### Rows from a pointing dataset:
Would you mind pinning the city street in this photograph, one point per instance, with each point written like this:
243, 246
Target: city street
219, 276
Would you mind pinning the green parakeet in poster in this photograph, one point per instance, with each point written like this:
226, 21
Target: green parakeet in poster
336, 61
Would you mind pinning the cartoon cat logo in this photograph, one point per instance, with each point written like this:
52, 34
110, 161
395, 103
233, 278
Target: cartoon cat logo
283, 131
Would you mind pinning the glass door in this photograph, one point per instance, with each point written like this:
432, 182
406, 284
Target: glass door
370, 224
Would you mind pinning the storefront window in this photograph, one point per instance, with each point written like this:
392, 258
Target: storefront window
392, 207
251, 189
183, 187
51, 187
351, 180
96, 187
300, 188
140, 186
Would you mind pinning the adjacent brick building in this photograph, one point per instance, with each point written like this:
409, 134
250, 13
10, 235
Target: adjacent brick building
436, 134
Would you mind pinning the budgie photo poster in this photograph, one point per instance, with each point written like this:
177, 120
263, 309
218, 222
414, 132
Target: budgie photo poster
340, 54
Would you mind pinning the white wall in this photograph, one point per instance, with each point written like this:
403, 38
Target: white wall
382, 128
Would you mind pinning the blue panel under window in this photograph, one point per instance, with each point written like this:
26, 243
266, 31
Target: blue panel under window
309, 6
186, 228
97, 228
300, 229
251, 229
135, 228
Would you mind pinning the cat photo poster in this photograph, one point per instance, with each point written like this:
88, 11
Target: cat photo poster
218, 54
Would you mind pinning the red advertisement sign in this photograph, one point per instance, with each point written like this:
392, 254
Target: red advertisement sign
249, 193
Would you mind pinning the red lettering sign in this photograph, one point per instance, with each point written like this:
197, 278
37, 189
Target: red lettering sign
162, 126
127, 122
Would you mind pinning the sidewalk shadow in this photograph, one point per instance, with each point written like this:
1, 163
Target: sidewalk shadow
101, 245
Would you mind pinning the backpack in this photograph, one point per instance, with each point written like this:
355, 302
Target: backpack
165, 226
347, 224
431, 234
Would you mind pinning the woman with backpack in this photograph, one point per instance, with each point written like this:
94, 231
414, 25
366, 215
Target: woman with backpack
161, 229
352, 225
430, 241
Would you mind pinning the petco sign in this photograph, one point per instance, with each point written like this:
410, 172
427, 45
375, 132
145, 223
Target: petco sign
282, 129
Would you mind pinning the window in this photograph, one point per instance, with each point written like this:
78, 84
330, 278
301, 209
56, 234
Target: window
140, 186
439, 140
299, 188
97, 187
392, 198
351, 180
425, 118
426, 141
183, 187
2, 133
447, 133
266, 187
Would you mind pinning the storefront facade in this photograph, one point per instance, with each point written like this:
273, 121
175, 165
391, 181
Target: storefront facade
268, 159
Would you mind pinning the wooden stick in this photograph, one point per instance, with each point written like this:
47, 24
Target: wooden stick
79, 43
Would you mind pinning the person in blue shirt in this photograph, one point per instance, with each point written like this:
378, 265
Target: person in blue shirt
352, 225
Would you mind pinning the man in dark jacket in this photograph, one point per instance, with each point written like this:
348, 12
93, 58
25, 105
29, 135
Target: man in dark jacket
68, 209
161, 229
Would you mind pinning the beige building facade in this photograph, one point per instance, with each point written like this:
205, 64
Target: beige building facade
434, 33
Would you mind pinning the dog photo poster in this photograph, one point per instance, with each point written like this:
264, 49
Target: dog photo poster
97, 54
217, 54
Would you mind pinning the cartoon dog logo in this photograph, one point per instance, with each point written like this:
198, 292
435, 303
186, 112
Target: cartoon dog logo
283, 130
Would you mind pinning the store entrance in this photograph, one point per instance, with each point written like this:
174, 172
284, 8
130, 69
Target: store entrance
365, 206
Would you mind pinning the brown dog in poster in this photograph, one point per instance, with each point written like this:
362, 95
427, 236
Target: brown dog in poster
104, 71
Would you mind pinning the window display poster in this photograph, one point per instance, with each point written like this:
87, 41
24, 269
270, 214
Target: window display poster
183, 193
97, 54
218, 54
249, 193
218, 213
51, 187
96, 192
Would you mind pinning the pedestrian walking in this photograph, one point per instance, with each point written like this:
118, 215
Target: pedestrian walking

### SHORT PROBLEM:
Transcribe every entry exactly.

### THE SOLUTION:
Would you mind pinning the city street in this photograph, one point per instance, with each point written like this:
243, 246
Target: city street
219, 276
Would you mind pinning the green parakeet in poster in this photograph, one point per instance, with each point written like this:
226, 21
Target: green parakeet in poster
336, 61
Would you mind pinning the cartoon cat logo in this photograph, one point per instance, with each point written like this:
52, 34
110, 161
395, 103
233, 278
Target: cartoon cat logo
283, 131
Would you mind pinning the glass door in this photograph, one point per instance, with each point written like this:
432, 182
406, 284
Target: glass door
370, 224
Would you mind pinning the storefront window in this photograph, one point per instance, with each point written like this:
392, 258
Target: storefront window
392, 207
251, 189
183, 187
51, 187
351, 180
96, 187
300, 188
140, 186
Would you mind pinning the adjacent brick building in this photograph, one point per instance, with each point written like this:
409, 134
250, 13
10, 235
Target: adjacent brick building
436, 134
Would you mind pinning the budgie photo poster in this photograph, one point per instance, with each point written like this:
177, 120
263, 309
218, 222
414, 132
Target: budgie photo poster
340, 54
Would you mind pinning the white wall in this photograph, one point per instance, with each point written like this:
403, 38
Target: white wall
382, 128
Would you mind pinning the blue panel under window in this photograph, one point per instance, with each point written like this:
26, 243
266, 31
Target: blue panel under window
309, 6
186, 228
97, 228
300, 229
251, 229
135, 228
Would you mind pinning the cat photo poster in this photograph, one point per instance, with each point written like this:
88, 11
Target: cat photo poster
218, 54
Would you mind pinning the red advertisement sign in this photograph, one point per instance, with each point written like this:
392, 254
Target: red advertisement sign
249, 193
Would you mind pinning the red lettering sign in this photograph, one point per instance, with each point written like this:
197, 278
37, 189
Target: red lettering sign
162, 126
127, 122
Would you mind pinning the sidewalk shadow in this photograph, one point per instance, with each point written like this:
1, 163
Target: sidewalk shadow
101, 245
Would you mind pinning the backpack in this photograph, one point per instance, with each point written like this:
355, 302
Target: backpack
165, 226
347, 224
431, 234
Would you mind pinning the woman with backpack in this photograph, one point per instance, with each point written like this:
94, 231
414, 25
366, 215
Target: woman with backpack
161, 229
352, 225
430, 241
Would you mind pinning the petco sign in this photograph, one point per instance, with each point written like this:
410, 172
427, 45
375, 132
145, 223
Target: petco sign
282, 129
Would you mind pinning the window in this photograph, one point per instance, with each point written like this:
78, 84
330, 278
301, 209
56, 234
Target: window
140, 186
439, 140
299, 188
97, 187
392, 198
351, 180
425, 118
426, 141
183, 187
2, 133
447, 133
266, 187
Would you mind pinning the storefront facade in this photograph, one point per instance, with each point written like this:
273, 121
175, 165
391, 181
Target: storefront facade
268, 159
Would you mind pinning the wooden stick in this photograph, one point per instance, with each point written like this:
47, 24
Target: wooden stick
79, 43
Would you mind pinning the person in blue shirt in this photograph, one point per instance, with each point written like this:
378, 265
Target: person in blue shirt
352, 225
Would you mind pinning the man in dark jacket in this photograph, one point per instance, with each point written like this:
348, 12
93, 58
25, 105
29, 135
Target: man in dark jacket
68, 209
161, 229
Would you mind pinning the beige building facade in this photograph, one point per instance, with each point written like this:
205, 64
Target: beige building facade
434, 33
Would you mind pinning the dog photo poster in this photograph, one point per instance, with each point written like this:
264, 49
Target: dog photo poster
97, 54
217, 54
Would you mind pinning the cartoon dog logo in this photograph, one point per instance, with each point written like this:
198, 292
435, 303
186, 112
Target: cartoon dog logo
283, 130
Would you mind pinning the store entrance in this photograph, one point per instance, with each point written like this:
174, 172
284, 8
130, 69
Target: store entrance
365, 206
Would you mind pinning the brown dog in poster in this photograph, one point per instance, with each point written like this:
362, 95
427, 236
Target: brown dog in poster
104, 71
Would you mind pinning the window display poster in this photograph, one point per instance, with each point written like this:
87, 41
24, 269
270, 214
Target: window display poster
183, 193
97, 54
218, 54
249, 193
218, 213
51, 187
96, 192
Would you mind pinning the pedestrian walking in this photograph, one point per instance, with each point written like this:
118, 215
Target: pedestrian walking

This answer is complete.